In ihrem Geschäftsbericht 2021 übt die Finanzdelegation Kritik am Fortschritt der Digitalisierung der öffentlichen Verwaltung. Das Gremium fordert einen Kulturwandel auf allen Ebenen und mehr Einsatz für die Cybersicherheit.

(Source: VRD / Fotolia.com)
(Source: VRD / Fotolia.com)

Die Finanzdelegation (FinDel) hat ihren Geschäftsbericht für das Jahr 2021 veröffentlicht. In einem Unterkapitel befasst sie sich auch mit den Themen Digitalisierung und Cybersicherheit. Darin findet die FinDel zunächst lobende Worte für die im Jahr 2020 beschlossene Neuorganisation im Zuge der digitalen Transformation des Bundes. Diese habe zu schnelleren Entscheiden und zu mehr Engagement der einzelnen Departemente geführt, heisst es unter Berufung auf Bundeskanzler Walter Thurnherr.

Ausführlicher weist die Delegation jedoch auch auf die weiterhin bestehenden Herausforderungen hin. Namentlich seien die Departemente und Ämter für die Digitalisierung in ihren Bereichen und die entsprechenden Projekte unverändert selbst verantwortlich. Die Corona-Pandemie habe klargemacht, dass es grosse Anstrengungen brauche, um die Digitalisierung weiter zu beschleunigen.

##########

*ANWEISUNGEN:* Führen Sie den Text über die Kritik der Finanzdelegation an der Digitalisierung der öffentlichen Verwaltung im Anschluss an seinen letzten Satz fort.

##########

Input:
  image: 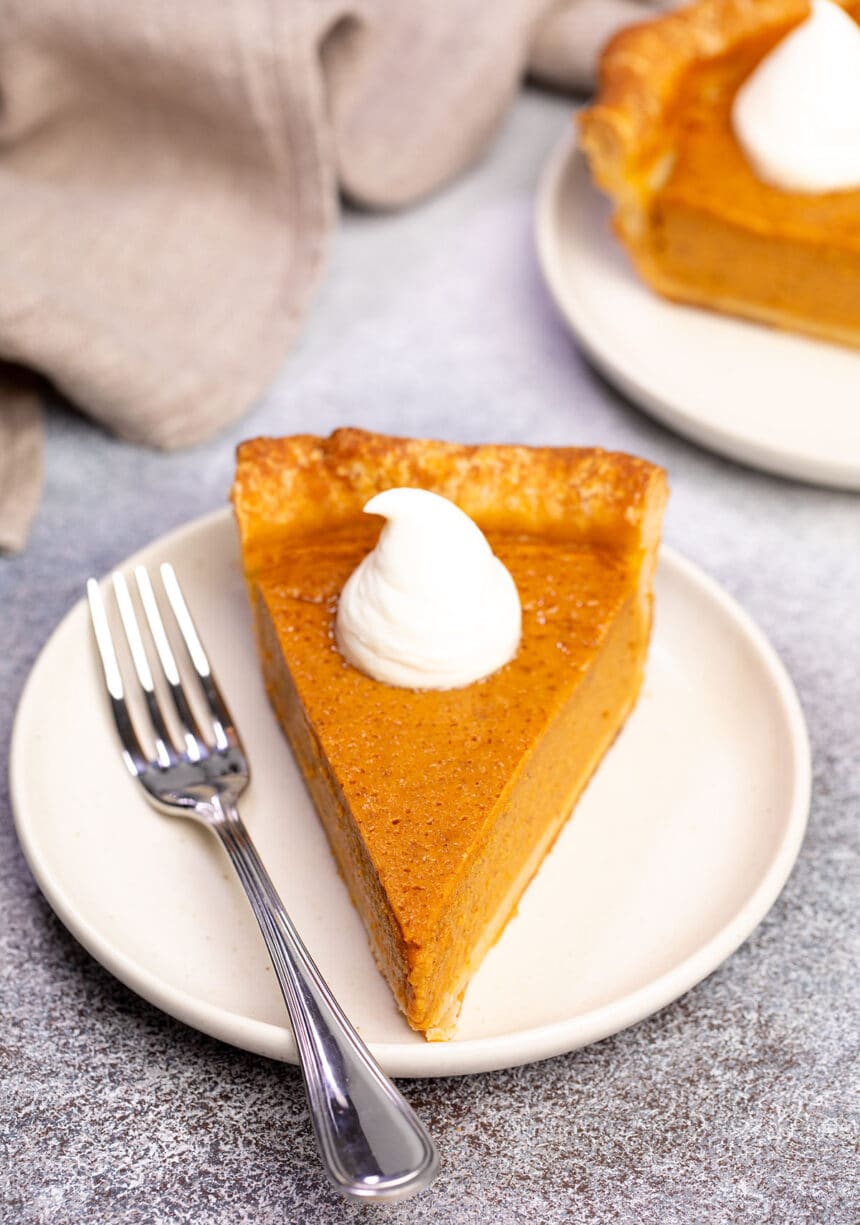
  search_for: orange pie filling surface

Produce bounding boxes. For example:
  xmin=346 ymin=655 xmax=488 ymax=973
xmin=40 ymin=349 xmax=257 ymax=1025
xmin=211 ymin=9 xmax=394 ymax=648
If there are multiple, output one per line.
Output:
xmin=581 ymin=0 xmax=860 ymax=345
xmin=234 ymin=431 xmax=665 ymax=1039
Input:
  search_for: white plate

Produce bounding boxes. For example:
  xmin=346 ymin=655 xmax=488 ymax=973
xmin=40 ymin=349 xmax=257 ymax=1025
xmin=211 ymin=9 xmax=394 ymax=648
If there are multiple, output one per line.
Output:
xmin=535 ymin=137 xmax=860 ymax=489
xmin=11 ymin=512 xmax=810 ymax=1076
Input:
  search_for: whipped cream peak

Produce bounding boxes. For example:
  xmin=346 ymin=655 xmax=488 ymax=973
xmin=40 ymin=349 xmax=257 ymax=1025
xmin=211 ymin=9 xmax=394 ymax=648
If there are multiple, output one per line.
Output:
xmin=731 ymin=0 xmax=860 ymax=195
xmin=334 ymin=489 xmax=522 ymax=688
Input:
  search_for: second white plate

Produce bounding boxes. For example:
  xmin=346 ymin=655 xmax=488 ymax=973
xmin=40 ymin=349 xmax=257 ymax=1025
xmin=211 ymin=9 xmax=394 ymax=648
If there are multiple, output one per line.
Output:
xmin=535 ymin=137 xmax=860 ymax=489
xmin=11 ymin=511 xmax=810 ymax=1076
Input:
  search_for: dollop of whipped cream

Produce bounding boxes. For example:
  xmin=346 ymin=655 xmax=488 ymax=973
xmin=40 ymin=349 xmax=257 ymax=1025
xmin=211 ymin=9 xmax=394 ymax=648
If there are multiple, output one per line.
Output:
xmin=731 ymin=0 xmax=860 ymax=194
xmin=334 ymin=489 xmax=522 ymax=688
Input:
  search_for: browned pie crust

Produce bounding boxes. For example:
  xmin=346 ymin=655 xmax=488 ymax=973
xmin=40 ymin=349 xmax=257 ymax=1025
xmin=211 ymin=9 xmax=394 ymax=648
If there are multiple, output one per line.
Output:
xmin=233 ymin=430 xmax=666 ymax=1039
xmin=578 ymin=0 xmax=860 ymax=345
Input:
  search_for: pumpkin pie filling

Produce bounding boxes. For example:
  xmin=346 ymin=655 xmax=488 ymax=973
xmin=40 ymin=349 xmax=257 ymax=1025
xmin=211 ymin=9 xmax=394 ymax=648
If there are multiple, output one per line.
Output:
xmin=234 ymin=431 xmax=665 ymax=1039
xmin=581 ymin=0 xmax=860 ymax=345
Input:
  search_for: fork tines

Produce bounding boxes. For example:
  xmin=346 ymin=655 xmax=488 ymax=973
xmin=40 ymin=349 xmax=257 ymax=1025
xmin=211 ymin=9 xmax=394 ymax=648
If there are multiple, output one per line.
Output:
xmin=87 ymin=562 xmax=238 ymax=774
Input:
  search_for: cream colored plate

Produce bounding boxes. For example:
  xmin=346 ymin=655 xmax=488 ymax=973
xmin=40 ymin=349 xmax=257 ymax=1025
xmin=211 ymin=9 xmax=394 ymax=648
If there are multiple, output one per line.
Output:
xmin=11 ymin=511 xmax=810 ymax=1076
xmin=535 ymin=137 xmax=860 ymax=489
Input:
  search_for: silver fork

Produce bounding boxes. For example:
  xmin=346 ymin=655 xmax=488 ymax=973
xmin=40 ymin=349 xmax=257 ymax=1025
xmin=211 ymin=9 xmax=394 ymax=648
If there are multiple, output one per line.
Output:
xmin=87 ymin=564 xmax=439 ymax=1201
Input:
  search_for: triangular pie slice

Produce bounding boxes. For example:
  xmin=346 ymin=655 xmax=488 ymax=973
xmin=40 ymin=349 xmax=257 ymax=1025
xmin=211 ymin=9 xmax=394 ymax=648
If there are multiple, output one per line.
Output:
xmin=233 ymin=430 xmax=666 ymax=1039
xmin=578 ymin=0 xmax=860 ymax=347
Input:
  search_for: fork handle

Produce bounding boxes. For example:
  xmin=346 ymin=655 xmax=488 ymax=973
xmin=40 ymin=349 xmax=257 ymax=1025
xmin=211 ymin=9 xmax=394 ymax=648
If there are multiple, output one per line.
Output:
xmin=212 ymin=799 xmax=439 ymax=1201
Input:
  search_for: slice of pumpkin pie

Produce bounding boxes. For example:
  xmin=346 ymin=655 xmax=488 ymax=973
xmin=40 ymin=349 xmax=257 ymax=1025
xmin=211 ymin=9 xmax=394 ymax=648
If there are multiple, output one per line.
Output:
xmin=233 ymin=429 xmax=666 ymax=1039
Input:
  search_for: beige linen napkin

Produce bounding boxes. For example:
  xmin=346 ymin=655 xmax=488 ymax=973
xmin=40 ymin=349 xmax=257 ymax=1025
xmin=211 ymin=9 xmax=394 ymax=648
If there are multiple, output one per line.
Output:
xmin=0 ymin=0 xmax=660 ymax=550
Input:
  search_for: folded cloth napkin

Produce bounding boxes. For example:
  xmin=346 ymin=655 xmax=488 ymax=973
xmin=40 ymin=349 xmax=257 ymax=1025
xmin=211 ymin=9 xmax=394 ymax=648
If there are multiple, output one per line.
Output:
xmin=0 ymin=0 xmax=665 ymax=550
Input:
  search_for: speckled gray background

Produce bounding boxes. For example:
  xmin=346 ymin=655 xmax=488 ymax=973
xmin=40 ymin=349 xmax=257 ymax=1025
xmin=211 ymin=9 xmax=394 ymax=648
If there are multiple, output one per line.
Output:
xmin=0 ymin=94 xmax=860 ymax=1225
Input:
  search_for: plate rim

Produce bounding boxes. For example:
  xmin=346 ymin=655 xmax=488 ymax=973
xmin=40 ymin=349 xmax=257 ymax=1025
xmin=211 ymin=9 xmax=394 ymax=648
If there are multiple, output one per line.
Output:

##########

*ANTWORT:*
Um dies zu erreichen, braucht es laut der FinDel einen grundlegenden Kulturwandel in der Bundesverwaltung. In Klammern beschreibt sie diesen Wandel mit den Stichworten: Anpassung der Prozesse, interdepartementale Zusammenarbeit und Koordination, Innovationsbereitschaft. Weiter brauche es eine verstärkte Zusammenarbeit mit der Privatwirtschaft. Wichtig sei zudem eine stärkere Stellung der Bundesverwaltung gegenüber IT-Unternehmen, "welche zu Dumpingpreisen offerieren oder die vertraglichen Leistungen nicht in der vereinbarten Qualität oder zum abgemachten Zeitpunkt erbringen".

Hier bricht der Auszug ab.